>> Start SELECTED TEXT

# Problem with ext. hard drive functions



## BobMinn (Jul 1, 2005)

I have found that after loading material to the USB drive the trick play functions don't work correctly and items can't be deleted. For example, slow motion becomes fast motion, play won't restart the program, only jump forward will, etc. Stop doesn't go to the window offering options. In the Manage USB Drive Window, delete doesn't work. 

I found that if I power down the USB drive these functions work until another item is loaded to the USB drive.

Have not tried all combinations of functions yet.

The drive is a 500GB Seagate Free Agent.

Any ideas?

BobMinn


----------



## SamSony (Mar 19, 2007)

I have a *Seagate Free Agent* 500 Gig ext. hard drive also and I'm having all the same problems with the trick features that you're having. I'm also unable to delete programs on the external drive until I unplug it and plug it back in. I can also do a restore from the external HD to the internal drive and have it in on both drives at the same time. If I under stood correctly this wasn't suppose to be possible to have a program in two locations at one time. Also some programs at times don't show up on the Ext. HD, then reappear the next time I look. *WEIRD!!!!*


----------



## BobMinn (Jul 1, 2005)

>> End SELECTED TEXT

TASK INSTRUCTIONS »
- a) In the external hard drive thread, why does SamSony point out that a restore leaves a program on both the external and internal drives?
- b) List every function that BobMinn, in the first post of the external hard drive thread, says stops working correctly after material is loaded to the USB drive.

>> Start DATASET EXCERPTS

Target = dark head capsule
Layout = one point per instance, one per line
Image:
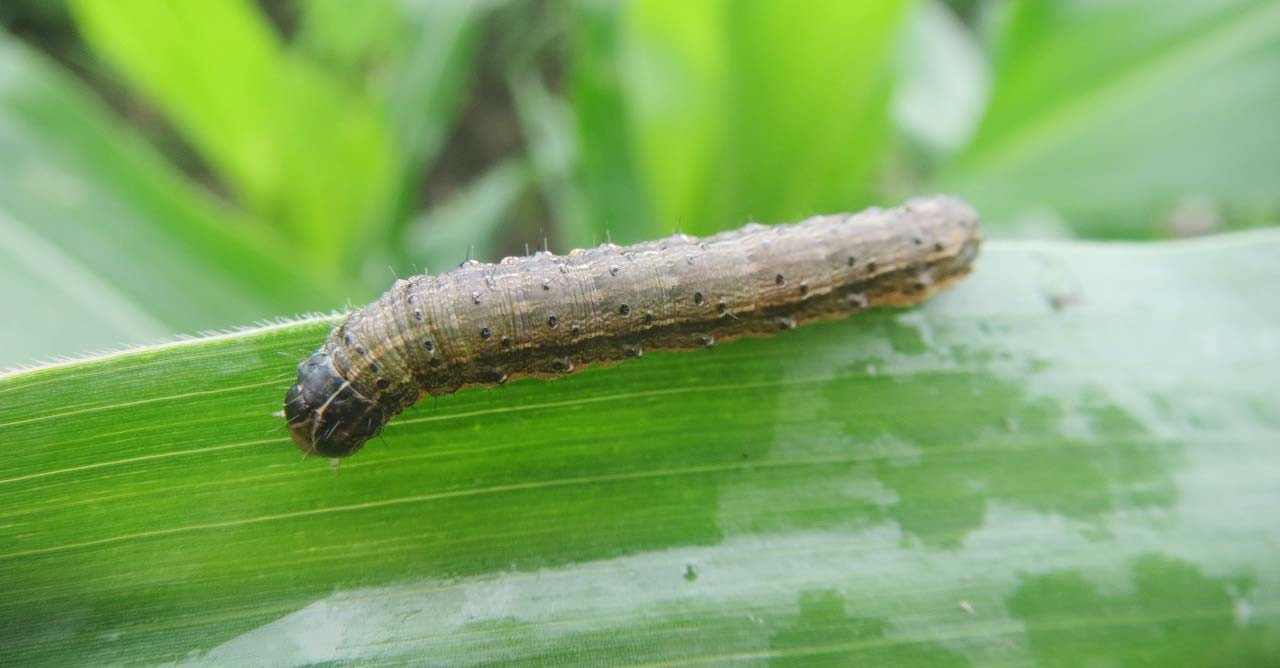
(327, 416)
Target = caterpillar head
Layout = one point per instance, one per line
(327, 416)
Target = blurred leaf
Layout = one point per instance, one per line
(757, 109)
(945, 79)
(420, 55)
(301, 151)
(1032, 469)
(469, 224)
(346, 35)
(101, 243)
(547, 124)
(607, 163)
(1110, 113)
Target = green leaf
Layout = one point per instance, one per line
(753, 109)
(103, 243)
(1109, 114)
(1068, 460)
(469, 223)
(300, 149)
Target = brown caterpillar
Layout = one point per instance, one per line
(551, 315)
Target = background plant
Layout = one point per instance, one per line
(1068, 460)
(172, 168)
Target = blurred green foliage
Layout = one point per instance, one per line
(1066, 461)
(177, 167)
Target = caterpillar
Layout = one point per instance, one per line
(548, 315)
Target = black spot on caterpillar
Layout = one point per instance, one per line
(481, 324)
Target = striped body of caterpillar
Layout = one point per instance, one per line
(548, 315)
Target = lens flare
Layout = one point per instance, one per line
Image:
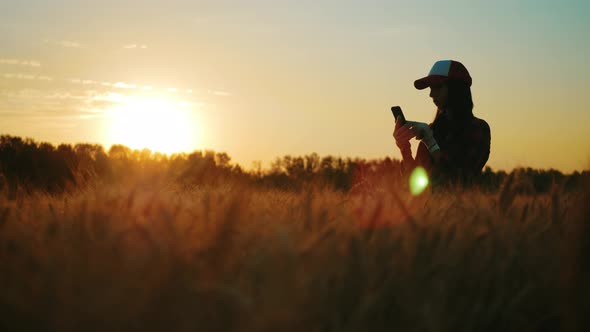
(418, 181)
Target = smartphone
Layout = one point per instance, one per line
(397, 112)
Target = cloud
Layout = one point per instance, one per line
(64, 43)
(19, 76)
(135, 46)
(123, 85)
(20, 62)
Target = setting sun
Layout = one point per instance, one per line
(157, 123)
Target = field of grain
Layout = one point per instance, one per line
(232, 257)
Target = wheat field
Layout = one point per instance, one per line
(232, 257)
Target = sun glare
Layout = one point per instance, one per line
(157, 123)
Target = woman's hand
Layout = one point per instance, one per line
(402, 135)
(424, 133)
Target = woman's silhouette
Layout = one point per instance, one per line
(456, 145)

>> End DATASET EXCERPTS
>> Start DATASET EXCERPTS

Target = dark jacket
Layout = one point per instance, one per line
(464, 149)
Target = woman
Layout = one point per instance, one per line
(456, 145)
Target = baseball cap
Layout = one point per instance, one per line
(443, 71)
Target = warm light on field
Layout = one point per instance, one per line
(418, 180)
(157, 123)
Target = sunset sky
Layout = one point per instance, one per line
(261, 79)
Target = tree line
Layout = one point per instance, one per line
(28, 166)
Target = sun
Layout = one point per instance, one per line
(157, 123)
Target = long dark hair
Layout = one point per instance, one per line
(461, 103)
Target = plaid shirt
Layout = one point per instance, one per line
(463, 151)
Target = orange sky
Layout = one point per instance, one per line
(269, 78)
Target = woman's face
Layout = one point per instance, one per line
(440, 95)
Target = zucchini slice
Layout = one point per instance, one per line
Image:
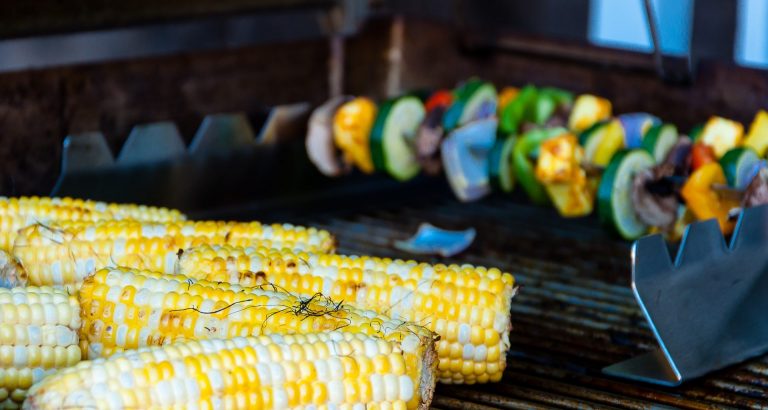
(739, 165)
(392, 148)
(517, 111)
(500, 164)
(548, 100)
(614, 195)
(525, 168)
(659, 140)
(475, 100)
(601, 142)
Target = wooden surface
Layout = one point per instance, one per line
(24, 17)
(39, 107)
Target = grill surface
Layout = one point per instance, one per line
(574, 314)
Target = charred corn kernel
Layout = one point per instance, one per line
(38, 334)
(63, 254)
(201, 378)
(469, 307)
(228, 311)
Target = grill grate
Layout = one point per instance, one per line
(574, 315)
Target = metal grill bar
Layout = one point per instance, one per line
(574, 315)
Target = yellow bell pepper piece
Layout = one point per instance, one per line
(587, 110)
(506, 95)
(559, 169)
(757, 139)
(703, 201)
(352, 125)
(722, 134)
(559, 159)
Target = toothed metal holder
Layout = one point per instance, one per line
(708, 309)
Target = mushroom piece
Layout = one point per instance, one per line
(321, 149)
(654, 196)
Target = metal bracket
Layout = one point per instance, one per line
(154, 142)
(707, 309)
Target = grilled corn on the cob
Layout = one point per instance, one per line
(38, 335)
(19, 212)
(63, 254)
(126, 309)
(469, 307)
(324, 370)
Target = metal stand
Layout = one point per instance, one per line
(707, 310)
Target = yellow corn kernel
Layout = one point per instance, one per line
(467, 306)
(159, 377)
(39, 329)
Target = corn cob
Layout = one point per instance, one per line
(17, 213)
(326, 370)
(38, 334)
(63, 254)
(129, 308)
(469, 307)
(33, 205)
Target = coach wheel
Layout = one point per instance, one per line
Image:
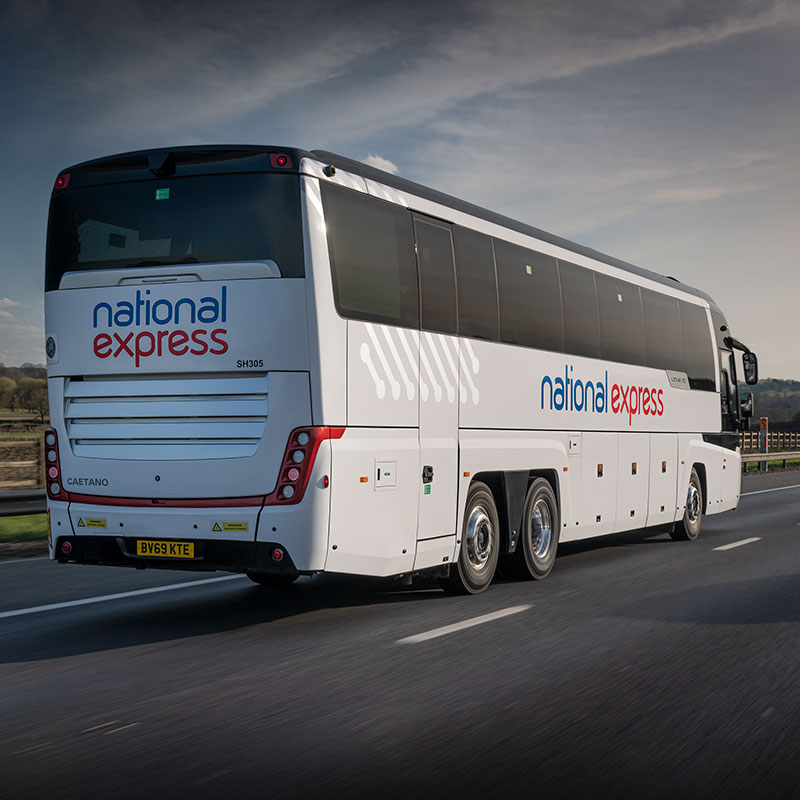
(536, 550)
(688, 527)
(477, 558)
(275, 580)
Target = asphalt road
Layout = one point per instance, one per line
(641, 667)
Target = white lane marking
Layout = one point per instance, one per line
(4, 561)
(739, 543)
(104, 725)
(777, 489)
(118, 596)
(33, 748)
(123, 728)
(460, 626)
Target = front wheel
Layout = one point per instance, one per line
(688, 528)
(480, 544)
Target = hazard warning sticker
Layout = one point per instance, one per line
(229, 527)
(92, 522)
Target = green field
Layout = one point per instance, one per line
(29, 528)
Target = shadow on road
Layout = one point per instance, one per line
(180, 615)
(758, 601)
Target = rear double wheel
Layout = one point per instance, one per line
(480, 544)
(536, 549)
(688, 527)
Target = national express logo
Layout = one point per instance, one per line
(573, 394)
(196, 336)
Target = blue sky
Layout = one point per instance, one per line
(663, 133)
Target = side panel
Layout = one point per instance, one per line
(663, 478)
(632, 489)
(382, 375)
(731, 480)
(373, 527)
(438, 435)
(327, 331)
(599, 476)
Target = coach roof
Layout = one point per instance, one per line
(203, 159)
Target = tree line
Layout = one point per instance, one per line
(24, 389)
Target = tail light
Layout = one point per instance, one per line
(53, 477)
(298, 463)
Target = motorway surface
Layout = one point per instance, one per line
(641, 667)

>> End DATASET EXCERPTS

FULL SOLUTIONS »
- a) SamSony understood that a program was not supposed to be in two locations at the same time. After a restore from the external drive to the internal drive, the program appears on both drives at once.

- b)
- Slow motion, which becomes fast motion
- Play, which won't restart the program
- Stop, which doesn't go to the window offering options
- Delete in the Manage USB Drive Window